> _Task goal_: State whether each statement agrees with the post on graduation standards below: 1. The post says policy is downstream of politics. 2. The post treats the question "What are appropriate policy responses?" as the core question to ask. 3. The post says reporters frequently uncover the fraud. Answer each with yes or no and quote the deciding words of the post.

> _Document passage_:
* START *

Editor's note: This post is a submission to Fordham's 2018 Wonkathon. We asked assorted education policy experts whether our graduation requirements need to change, in light of diploma scandals in D.C., Maryland, and elsewhere. Other entries can be found here.
School leaders across the country have systematically lowered graduation standards in order to boost graduation numbers (and their own reputations). So the question at the center of this Wonk-a-thon, “What are appropriate policy responses?” is certainly timely. It is not, however, the core question we should be asking ourselves.
Policy is downstream of politics, politics is downstream of culture, and the culture of the education reform movement has been corrupted. If integrity at the core is not restored, policy “fixes” will merely tinker around the edges of the issue.
The technocratic education reform movement provides structural and social incentives for fraud. The central premise is that by empowering highly-trained central office leaders with world-class systems designed by preeminent experts, we ought to expect “transformative” change. The notion that sitting a bureaucrat trained by the Broad Academy in a chair could fundamentally change the life trajectories of thousands of deeply disadvantaged students within just a couple of years is, to put it mildly, willful wishful thinking. On the other hand, the systems, expectations, and professional incentives provide means and motive to commit fraud. In the rare event that reporters ferret out the fraud, technocratic wonks provide alibis rather than accountability.

* END *

> _Information supplied_:
* START *

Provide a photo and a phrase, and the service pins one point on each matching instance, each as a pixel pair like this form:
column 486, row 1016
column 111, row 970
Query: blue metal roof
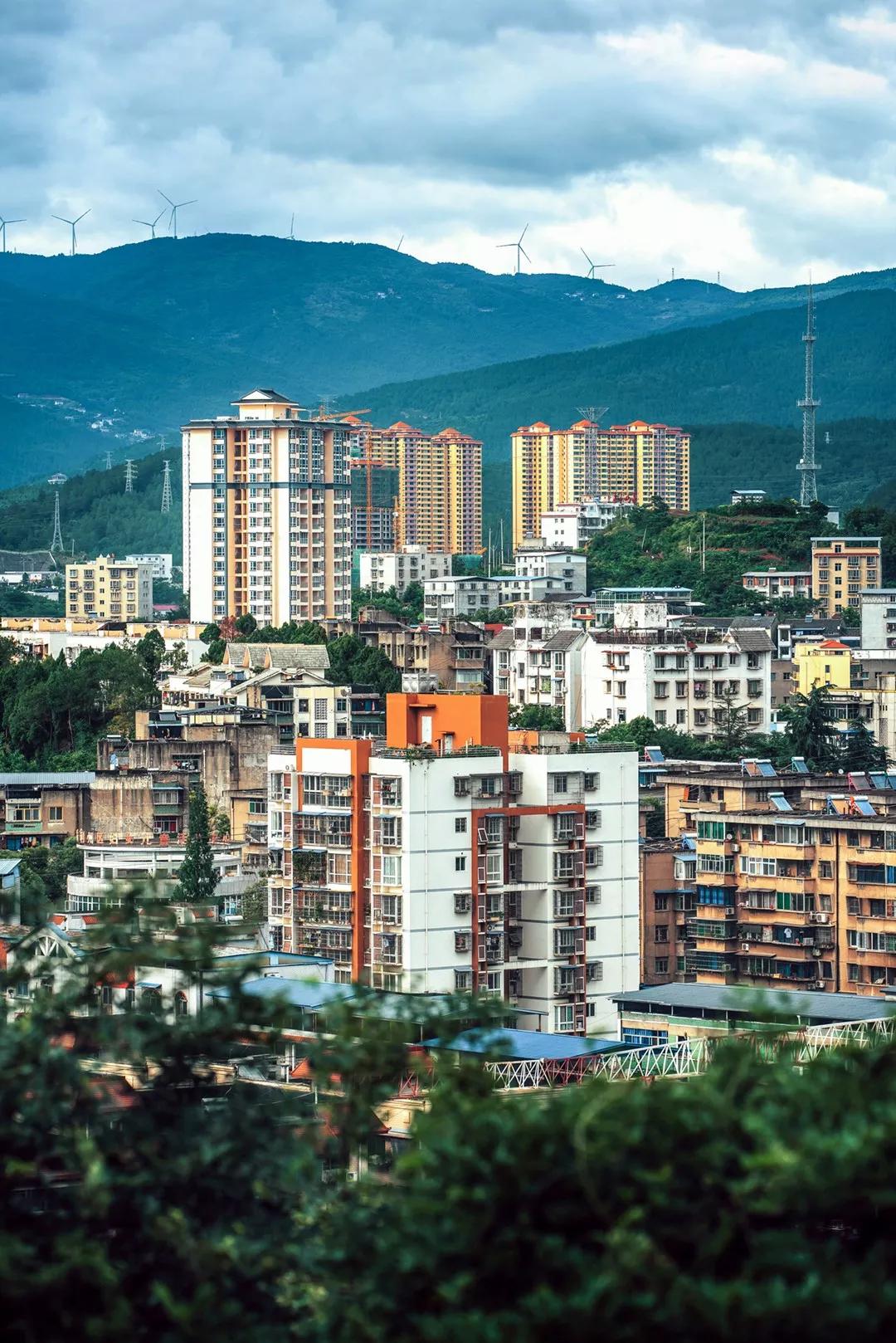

* END *

> _Full answer_:
1. Yes: "Policy is downstream of politics"
2. No: "It is not, however, the core question we should be asking ourselves."
3. No: "In the rare event that reporters ferret out the fraud"